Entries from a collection
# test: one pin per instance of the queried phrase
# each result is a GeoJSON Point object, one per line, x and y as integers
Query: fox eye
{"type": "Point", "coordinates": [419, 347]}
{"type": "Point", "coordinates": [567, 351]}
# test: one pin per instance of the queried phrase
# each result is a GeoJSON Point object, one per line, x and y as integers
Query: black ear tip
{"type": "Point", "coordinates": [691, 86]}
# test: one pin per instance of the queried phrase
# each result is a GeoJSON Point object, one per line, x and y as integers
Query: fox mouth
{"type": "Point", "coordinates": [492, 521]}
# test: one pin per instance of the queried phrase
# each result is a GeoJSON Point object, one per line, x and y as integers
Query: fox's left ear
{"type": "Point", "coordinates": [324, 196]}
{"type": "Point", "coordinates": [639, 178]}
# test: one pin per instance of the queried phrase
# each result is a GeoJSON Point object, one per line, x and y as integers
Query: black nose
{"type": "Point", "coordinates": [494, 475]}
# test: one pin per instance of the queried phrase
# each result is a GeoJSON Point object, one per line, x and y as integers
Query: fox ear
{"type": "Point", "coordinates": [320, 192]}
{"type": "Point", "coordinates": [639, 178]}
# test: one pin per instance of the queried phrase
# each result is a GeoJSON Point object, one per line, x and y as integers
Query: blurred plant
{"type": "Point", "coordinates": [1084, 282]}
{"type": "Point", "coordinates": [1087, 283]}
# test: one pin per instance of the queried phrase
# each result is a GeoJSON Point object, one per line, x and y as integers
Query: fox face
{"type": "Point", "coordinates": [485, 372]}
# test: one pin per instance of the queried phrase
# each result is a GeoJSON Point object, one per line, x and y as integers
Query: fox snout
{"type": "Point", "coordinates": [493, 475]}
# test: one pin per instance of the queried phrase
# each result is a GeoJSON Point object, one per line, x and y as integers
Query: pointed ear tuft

→ **Exercise**
Format the lines above as a JSON array of strings, one string per line, leaving out any blank lines.

→ **The completed task**
[
  "# test: one pin per instance of the queried phrase",
  "# each result is a GeoJSON Point object, one per line, x and y as integers",
  "Query: fox eye",
  "{\"type\": \"Point\", \"coordinates\": [419, 347]}",
  "{\"type\": \"Point\", \"coordinates\": [567, 351]}",
  "# test: one pin per instance of the queried phrase",
  "# each result is a GeoJSON Point object, one per line, x and y as integers",
  "Query: black ear tip",
  "{\"type\": \"Point\", \"coordinates\": [691, 86]}",
  "# test: one pin per instance of the queried phrase",
  "# each result is a GeoJSON Point object, one per line, x and y as integers",
  "Query: fox mouth",
  "{\"type\": \"Point\", \"coordinates\": [492, 521]}",
  "# test: one pin per instance of the queried phrase",
  "# each result is a GeoJSON Point object, one per line, x and y as integers",
  "Query: fox's left ear",
  "{\"type\": \"Point\", \"coordinates\": [324, 196]}",
  "{\"type\": \"Point\", \"coordinates\": [639, 178]}",
  "# test: one pin per instance of the queried phrase",
  "# each result is a GeoJSON Point object, one per line, x and y as integers",
  "Query: black nose",
  "{\"type\": \"Point\", \"coordinates\": [494, 475]}",
  "# test: one pin per instance of the queried phrase",
  "# each result is a GeoJSON Point object, one per line, x and y as integers",
  "Query: fox ear",
  "{\"type\": \"Point\", \"coordinates\": [320, 192]}",
  "{\"type\": \"Point\", \"coordinates\": [639, 178]}",
  "# test: one pin per instance of the queried phrase",
  "# each result is a GeoJSON Point object, one per line, x and y as integers",
  "Query: blurred plant",
  "{\"type\": \"Point\", \"coordinates\": [1084, 282]}",
  "{\"type\": \"Point\", \"coordinates\": [1087, 283]}",
  "# test: one pin per instance of the queried phrase",
  "# each result is a GeoJSON Point object, one per line, x and y as integers",
  "Query: fox face",
  "{\"type\": \"Point\", \"coordinates\": [485, 372]}",
  "# test: one pin per instance of the queried phrase",
  "# each result is a GeoJSON Point object, one per line, x and y as integers",
  "Query: fox snout",
  "{\"type\": \"Point\", \"coordinates\": [493, 475]}",
  "# test: one pin per instance of the queried phrase",
  "# each result is a GeoJSON Point object, one per line, x and y as integers",
  "Query: pointed ear tuft"
]